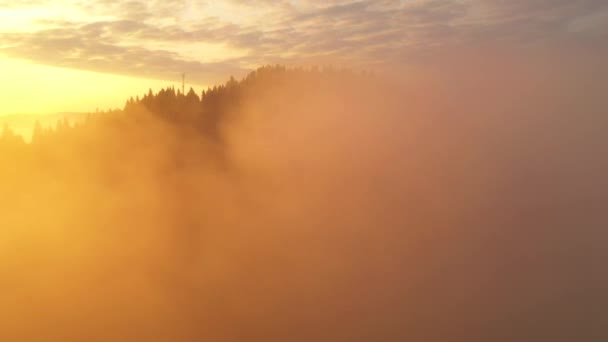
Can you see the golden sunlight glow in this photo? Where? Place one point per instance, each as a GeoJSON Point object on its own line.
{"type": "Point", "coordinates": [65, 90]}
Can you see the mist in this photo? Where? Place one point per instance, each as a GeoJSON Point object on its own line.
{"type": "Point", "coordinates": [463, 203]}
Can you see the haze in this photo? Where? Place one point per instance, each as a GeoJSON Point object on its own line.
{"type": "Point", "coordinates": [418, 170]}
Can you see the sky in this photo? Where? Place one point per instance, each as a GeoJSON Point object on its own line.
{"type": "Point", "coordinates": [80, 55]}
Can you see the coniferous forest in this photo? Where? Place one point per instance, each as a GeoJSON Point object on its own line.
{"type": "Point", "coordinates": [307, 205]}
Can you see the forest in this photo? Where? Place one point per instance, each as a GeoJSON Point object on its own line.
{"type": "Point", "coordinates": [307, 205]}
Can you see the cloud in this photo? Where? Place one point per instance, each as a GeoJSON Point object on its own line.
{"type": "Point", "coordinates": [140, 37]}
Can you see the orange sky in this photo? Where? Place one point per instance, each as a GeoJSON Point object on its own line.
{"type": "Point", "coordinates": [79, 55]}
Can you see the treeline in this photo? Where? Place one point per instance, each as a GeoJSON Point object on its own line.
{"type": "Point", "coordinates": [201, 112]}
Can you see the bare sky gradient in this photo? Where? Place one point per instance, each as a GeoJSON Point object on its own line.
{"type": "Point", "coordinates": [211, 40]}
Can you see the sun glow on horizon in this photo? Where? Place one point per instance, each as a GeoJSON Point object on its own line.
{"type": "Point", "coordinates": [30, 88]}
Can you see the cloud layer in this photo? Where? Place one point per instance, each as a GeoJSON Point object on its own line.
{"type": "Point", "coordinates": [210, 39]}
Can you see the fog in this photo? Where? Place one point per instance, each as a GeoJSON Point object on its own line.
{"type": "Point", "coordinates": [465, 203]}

--

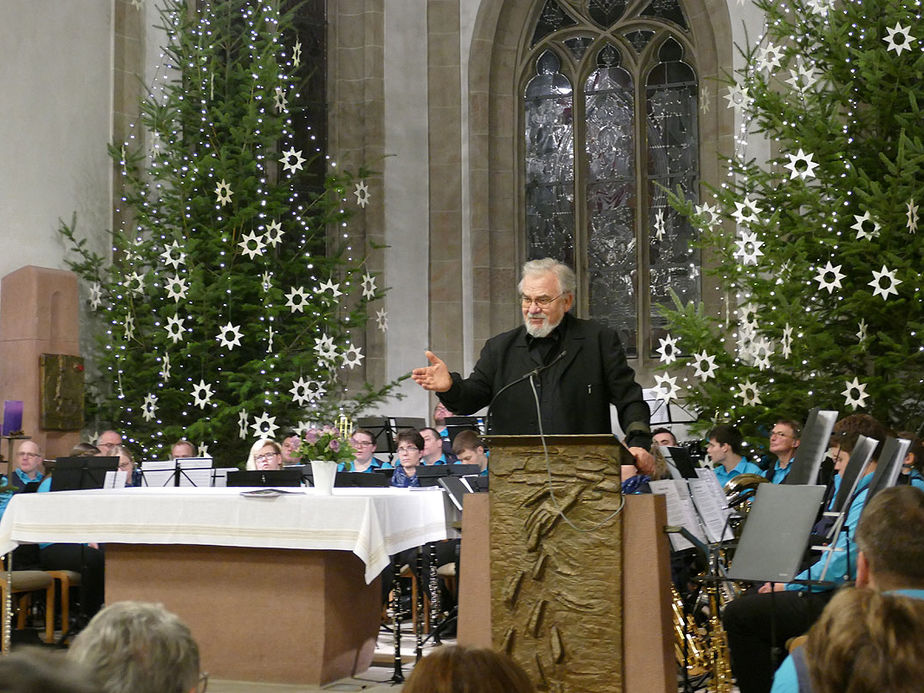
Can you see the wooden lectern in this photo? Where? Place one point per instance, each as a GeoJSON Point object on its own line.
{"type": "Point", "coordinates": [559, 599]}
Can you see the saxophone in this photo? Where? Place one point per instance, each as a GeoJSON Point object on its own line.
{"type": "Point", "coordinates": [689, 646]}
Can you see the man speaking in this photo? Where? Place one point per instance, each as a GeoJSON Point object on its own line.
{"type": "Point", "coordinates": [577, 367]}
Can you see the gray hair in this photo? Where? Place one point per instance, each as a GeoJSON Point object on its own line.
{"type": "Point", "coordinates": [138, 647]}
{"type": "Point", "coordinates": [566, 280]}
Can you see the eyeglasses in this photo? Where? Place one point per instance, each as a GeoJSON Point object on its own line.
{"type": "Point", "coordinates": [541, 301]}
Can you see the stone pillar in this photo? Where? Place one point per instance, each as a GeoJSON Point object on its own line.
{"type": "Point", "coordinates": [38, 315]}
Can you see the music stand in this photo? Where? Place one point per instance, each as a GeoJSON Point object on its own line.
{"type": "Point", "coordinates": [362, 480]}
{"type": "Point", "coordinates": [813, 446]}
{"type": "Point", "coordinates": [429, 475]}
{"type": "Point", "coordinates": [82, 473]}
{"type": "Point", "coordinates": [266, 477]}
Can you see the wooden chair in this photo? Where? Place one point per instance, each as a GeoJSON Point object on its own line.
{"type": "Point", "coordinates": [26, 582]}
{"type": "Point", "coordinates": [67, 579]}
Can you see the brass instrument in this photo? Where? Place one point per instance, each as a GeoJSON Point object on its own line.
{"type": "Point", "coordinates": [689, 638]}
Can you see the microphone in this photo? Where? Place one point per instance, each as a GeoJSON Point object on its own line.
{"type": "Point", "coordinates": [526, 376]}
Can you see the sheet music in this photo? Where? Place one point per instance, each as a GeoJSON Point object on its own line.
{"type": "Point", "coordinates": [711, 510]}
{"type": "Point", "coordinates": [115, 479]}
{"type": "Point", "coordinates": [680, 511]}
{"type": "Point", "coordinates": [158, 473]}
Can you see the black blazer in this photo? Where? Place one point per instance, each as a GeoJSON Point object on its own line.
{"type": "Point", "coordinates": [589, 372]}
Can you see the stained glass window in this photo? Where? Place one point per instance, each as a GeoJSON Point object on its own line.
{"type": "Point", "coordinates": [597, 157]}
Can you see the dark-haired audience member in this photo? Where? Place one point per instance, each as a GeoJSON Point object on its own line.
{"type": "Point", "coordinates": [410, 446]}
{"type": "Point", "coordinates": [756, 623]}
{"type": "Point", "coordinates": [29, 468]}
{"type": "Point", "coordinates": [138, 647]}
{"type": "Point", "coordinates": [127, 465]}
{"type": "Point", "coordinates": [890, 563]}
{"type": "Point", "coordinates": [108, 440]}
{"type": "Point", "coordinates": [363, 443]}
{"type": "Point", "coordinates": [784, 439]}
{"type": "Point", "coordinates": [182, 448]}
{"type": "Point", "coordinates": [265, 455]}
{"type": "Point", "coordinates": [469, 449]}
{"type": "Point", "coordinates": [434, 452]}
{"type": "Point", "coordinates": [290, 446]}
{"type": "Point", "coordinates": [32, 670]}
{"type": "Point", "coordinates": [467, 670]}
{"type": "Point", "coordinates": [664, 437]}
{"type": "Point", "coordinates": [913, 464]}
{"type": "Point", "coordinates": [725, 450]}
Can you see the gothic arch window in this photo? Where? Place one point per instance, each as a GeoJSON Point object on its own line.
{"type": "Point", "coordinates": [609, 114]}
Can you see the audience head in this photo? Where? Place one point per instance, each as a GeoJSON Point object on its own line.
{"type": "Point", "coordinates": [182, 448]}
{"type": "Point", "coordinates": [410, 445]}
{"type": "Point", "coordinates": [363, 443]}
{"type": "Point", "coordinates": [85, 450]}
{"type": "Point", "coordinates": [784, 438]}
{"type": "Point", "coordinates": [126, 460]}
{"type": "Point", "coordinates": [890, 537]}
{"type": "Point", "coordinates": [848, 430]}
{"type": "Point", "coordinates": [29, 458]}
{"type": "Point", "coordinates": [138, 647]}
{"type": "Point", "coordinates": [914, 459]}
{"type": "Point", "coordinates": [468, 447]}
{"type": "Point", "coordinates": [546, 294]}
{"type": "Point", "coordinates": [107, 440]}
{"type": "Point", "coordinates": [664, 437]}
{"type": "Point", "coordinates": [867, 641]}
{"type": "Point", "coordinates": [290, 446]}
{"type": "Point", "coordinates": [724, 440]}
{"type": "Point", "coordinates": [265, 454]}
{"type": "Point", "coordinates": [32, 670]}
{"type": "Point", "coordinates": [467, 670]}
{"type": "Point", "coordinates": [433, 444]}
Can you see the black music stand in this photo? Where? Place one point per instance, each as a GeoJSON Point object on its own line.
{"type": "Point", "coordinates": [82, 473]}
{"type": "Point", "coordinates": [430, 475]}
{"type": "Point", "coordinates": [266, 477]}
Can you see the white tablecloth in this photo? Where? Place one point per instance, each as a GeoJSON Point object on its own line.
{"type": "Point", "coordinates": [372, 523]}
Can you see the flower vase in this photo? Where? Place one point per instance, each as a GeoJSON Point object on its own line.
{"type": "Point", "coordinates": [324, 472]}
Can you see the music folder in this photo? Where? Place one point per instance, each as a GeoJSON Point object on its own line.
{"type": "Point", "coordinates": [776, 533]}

[What you will do] Find every line in the records above that contains the string "audience", matching case exactly, and copy each of those lines in full.

[Correct response]
Can you see the dark-haired audience member in this photo? Where? Place one point per instance, each as a GeoJSON Point object on its own line.
Can you see the audience head in this photo? Where? Place one point per instance, each as a GeoJSON Point object on its own line.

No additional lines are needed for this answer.